- _Challenge_: Change "Drop one point" to "Mark one point" wherever it occurs in the rows below, and reproduce the rows with nothing else altered. Leave the pictures out.

- _Items_:
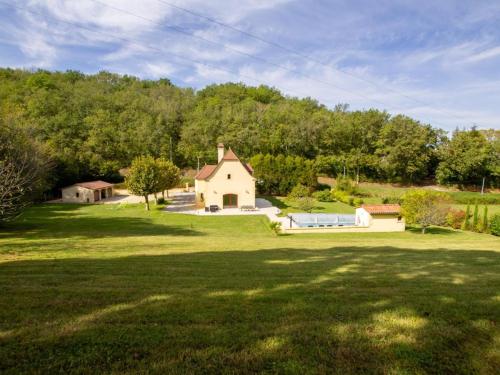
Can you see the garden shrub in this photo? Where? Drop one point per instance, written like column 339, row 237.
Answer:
column 323, row 196
column 358, row 202
column 299, row 191
column 495, row 225
column 275, row 226
column 455, row 218
column 346, row 185
column 341, row 196
column 392, row 200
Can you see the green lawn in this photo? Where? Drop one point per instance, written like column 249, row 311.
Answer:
column 115, row 289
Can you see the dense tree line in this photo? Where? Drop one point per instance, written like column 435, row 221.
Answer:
column 93, row 125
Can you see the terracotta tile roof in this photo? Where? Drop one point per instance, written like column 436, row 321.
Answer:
column 382, row 209
column 94, row 185
column 230, row 155
column 205, row 172
column 209, row 169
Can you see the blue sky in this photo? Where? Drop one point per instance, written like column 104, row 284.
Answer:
column 437, row 61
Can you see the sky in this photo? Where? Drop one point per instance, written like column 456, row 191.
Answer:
column 436, row 61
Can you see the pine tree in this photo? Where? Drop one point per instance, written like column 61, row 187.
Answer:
column 466, row 224
column 475, row 218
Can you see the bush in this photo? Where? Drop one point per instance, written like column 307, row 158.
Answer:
column 467, row 197
column 455, row 218
column 495, row 225
column 346, row 185
column 306, row 204
column 358, row 202
column 341, row 196
column 275, row 226
column 323, row 196
column 298, row 192
column 186, row 180
column 392, row 200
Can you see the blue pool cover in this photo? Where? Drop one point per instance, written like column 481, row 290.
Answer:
column 323, row 220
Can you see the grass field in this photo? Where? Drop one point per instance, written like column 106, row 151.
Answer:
column 114, row 289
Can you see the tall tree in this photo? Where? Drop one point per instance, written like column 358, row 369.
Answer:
column 425, row 207
column 143, row 177
column 466, row 159
column 23, row 169
column 169, row 175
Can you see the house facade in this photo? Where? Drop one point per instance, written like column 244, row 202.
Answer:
column 227, row 184
column 87, row 192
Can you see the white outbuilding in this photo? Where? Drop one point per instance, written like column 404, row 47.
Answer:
column 87, row 192
column 380, row 217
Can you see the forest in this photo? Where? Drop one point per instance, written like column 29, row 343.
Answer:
column 90, row 126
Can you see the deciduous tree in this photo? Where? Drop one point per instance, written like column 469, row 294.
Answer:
column 425, row 207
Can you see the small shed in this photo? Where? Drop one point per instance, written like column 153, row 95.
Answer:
column 87, row 192
column 383, row 217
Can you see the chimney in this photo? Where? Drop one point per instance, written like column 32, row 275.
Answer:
column 220, row 152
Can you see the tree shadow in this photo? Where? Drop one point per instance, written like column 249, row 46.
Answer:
column 276, row 202
column 432, row 230
column 343, row 310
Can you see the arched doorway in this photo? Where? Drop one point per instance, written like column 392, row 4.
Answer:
column 230, row 200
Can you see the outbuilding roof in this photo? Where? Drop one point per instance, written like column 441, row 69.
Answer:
column 94, row 185
column 205, row 172
column 209, row 169
column 382, row 209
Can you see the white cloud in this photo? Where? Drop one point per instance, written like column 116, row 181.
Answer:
column 486, row 54
column 159, row 69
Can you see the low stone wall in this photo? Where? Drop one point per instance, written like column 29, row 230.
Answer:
column 375, row 227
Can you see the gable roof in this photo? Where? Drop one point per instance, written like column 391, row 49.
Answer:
column 209, row 169
column 230, row 155
column 205, row 172
column 94, row 185
column 382, row 209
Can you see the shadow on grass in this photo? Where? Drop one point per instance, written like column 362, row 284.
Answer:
column 275, row 202
column 432, row 230
column 345, row 310
column 67, row 221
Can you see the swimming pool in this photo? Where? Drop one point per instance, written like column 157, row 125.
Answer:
column 323, row 220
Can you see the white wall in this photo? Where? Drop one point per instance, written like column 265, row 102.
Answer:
column 363, row 218
column 241, row 183
column 84, row 195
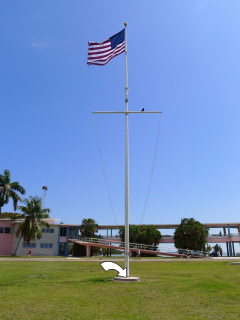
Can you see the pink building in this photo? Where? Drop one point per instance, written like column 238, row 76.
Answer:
column 6, row 236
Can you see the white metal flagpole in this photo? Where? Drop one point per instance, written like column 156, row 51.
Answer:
column 126, row 162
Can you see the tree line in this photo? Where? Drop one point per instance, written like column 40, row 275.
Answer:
column 190, row 234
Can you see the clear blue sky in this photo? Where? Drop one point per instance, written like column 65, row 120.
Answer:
column 183, row 59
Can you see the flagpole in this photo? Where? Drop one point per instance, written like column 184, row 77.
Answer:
column 126, row 163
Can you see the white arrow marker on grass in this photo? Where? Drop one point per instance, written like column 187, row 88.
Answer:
column 114, row 266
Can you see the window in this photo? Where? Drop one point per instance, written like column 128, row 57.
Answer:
column 30, row 245
column 46, row 245
column 63, row 231
column 5, row 230
column 47, row 230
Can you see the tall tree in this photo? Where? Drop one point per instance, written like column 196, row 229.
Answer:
column 8, row 188
column 190, row 234
column 33, row 217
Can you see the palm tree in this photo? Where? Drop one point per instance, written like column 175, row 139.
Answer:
column 33, row 216
column 8, row 188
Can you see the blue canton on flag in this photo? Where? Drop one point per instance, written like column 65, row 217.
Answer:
column 101, row 53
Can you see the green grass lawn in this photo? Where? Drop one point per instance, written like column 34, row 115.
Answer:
column 83, row 290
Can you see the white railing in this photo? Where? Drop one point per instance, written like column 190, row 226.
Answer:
column 121, row 244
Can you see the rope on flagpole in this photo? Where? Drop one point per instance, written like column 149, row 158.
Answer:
column 154, row 159
column 104, row 173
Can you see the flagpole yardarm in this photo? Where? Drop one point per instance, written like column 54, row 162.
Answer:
column 126, row 163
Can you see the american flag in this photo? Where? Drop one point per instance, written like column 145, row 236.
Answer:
column 101, row 53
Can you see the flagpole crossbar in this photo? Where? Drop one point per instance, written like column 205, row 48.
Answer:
column 126, row 112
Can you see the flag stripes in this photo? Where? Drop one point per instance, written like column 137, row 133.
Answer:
column 101, row 53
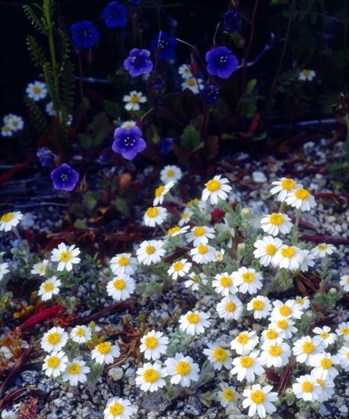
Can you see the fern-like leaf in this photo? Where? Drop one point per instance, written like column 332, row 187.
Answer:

- _Result_:
Can you see the garden shrub in this photo? Where? Mark one point per instance, written like column 339, row 237.
Answer:
column 323, row 196
column 358, row 202
column 299, row 191
column 495, row 225
column 275, row 226
column 455, row 218
column 346, row 185
column 341, row 196
column 392, row 200
Can you see the green lawn in this photo? Where? Mark one point per instance, written like column 249, row 311.
Answer:
column 115, row 289
Can you see the dense tree line in this photo? Where? Mark one point per instance, written like column 435, row 221.
Answer:
column 93, row 125
Can you see the terracotta tile roof in this photo? Where? Mark one point per instance, written like column 436, row 321.
Answer:
column 382, row 209
column 94, row 185
column 230, row 155
column 205, row 172
column 209, row 169
Can you see the blue sky in this photo? Where? Mark one point per instance, written like column 104, row 284.
Answer:
column 437, row 61
Can you see the sky in this photo? Where? Mark one point per instance, written like column 456, row 191.
Answer:
column 436, row 61
Can you see the pine tree in this photo? Where? Mark one point per instance, written like column 61, row 187.
Answer:
column 466, row 224
column 475, row 218
Can you see the bush in this photo? Where? Mark one point per instance, written like column 307, row 158.
Answer:
column 467, row 197
column 455, row 218
column 495, row 225
column 346, row 185
column 306, row 204
column 358, row 202
column 341, row 196
column 275, row 226
column 323, row 196
column 298, row 192
column 186, row 180
column 392, row 200
Can you see the blue pool cover in this photo? Where? Mark one point per instance, written like column 481, row 290.
Answer:
column 323, row 220
Can you see the grass field in this photo? Where? Mark one point per instance, written like column 106, row 151.
Answer:
column 114, row 289
Can you see the tall tree in this photo? Where? Mark one point per instance, written like column 358, row 369.
Answer:
column 425, row 207
column 143, row 177
column 466, row 159
column 23, row 169
column 169, row 175
Can you see the house facade in this photo? Where? Mark one point per instance, written like column 244, row 202.
Answer:
column 227, row 184
column 87, row 192
Can you see the white outbuilding in this photo? Where? Mark one point per instance, written like column 404, row 47.
Answer:
column 87, row 192
column 380, row 217
Can you see the forest in this photo? Where? Mark one point per instance, written like column 29, row 343.
Answer:
column 90, row 126
Can you see the deciduous tree in this photo? Where? Mark one point per instance, written like column 469, row 294.
Answer:
column 425, row 207
Can you see the small shed in this photo? Where? Mark one point per instance, written like column 153, row 95.
Answer:
column 87, row 192
column 383, row 217
Can you see the chimney in this photo? Where? Mark one point per instance, written like column 32, row 275.
Answer:
column 220, row 152
Can you see the tree shadow in this photo? Where? Mark one point per instance, written like column 249, row 46.
Answer:
column 276, row 202
column 432, row 230
column 343, row 310
Can you see the arched doorway in this photo? Where? Mark one point per instance, written like column 392, row 4.
Answer:
column 230, row 200
Can you see the outbuilding roof in this photo? Where? Mark one point per instance, written like column 441, row 69.
Answer:
column 94, row 185
column 205, row 172
column 209, row 169
column 382, row 209
Can you see the white cloud in this photo? Where? Mark one point per instance, written like column 116, row 181.
Answer:
column 486, row 54
column 159, row 69
Can you see the low stone wall in this photo? Where? Mark one point per instance, written like column 29, row 230.
Answer:
column 375, row 227
Can you see the gable roof in this photo? Where? Mark one point per instance, written like column 391, row 49.
Answer:
column 209, row 169
column 230, row 155
column 205, row 172
column 94, row 185
column 382, row 209
Can you see the shadow on grass in this photo? Where? Mark one point per instance, written like column 362, row 284.
Answer:
column 275, row 202
column 432, row 230
column 345, row 310
column 67, row 221
Can you see the swimming pool in this photo? Where? Mark one point per instance, written like column 157, row 125.
Answer:
column 323, row 220
Can you see the white wall in this photo? Where? Mark one point per instance, written like column 265, row 102.
Answer:
column 363, row 218
column 241, row 183
column 84, row 195
Can you see the pink building in this photo? Where? Mark one point per instance, written like column 238, row 76.
Answer:
column 6, row 236
Can you see the white metal flagpole in this photo? Where? Mark one point per instance, written like column 156, row 51.
Answer:
column 126, row 162
Can you see the tree line in this photo? Where? Mark one point per instance, written like column 40, row 275.
Answer:
column 190, row 234
Can you see the clear blue sky in this photo? Where? Mark one point per instance, written like column 65, row 120.
Answer:
column 183, row 59
Can you see the flagpole in this photo? Where? Mark one point per instance, written like column 184, row 77.
Answer:
column 126, row 163
Can you see the white arrow marker on grass in this photo? Where? Mark one point per instance, written like column 187, row 88.
Answer:
column 114, row 266
Can you see the window in this photo? Where? Mark one point per instance, written like column 128, row 57.
Answer:
column 30, row 245
column 46, row 245
column 63, row 231
column 5, row 230
column 47, row 230
Can you see the tall tree in this photo? Where? Mark one point per instance, written like column 196, row 229.
Answer:
column 8, row 188
column 190, row 234
column 33, row 217
Can you see the palm tree in this photo? Where? Mark one point per instance, written like column 175, row 139.
Answer:
column 33, row 216
column 8, row 188
Can you see the blue canton on flag in this photo? Where? Mark one point per instance, written like column 65, row 217.
Answer:
column 101, row 53
Can you see the green grass lawn in this photo? Where? Mark one point per instance, written like column 34, row 115.
Answer:
column 83, row 290
Can you see the white railing in this photo? Where? Mark one point per instance, written like column 190, row 226.
Answer:
column 121, row 244
Can you see the rope on flagpole in this photo? Where? Mark one point per instance, written like column 149, row 158.
Answer:
column 154, row 159
column 104, row 173
Can you see the flagpole yardarm in this photo? Where? Mark one point per instance, written like column 54, row 162.
Answer:
column 126, row 163
Can you see the american flag in this photo? Where? Mark one point per instance, written like column 145, row 236.
Answer:
column 101, row 53
Can you see the flagpole crossbar in this photo? Where? Mark one point per instance, written like column 205, row 48.
Answer:
column 126, row 112
Can you see the flag stripes in this photo? Where? Mark one point per instance, written like column 137, row 133.
Answer:
column 101, row 53
Can you see the fern-like leaf in this photo? Where? Mark one point per instance, written like column 332, row 187.
Answer:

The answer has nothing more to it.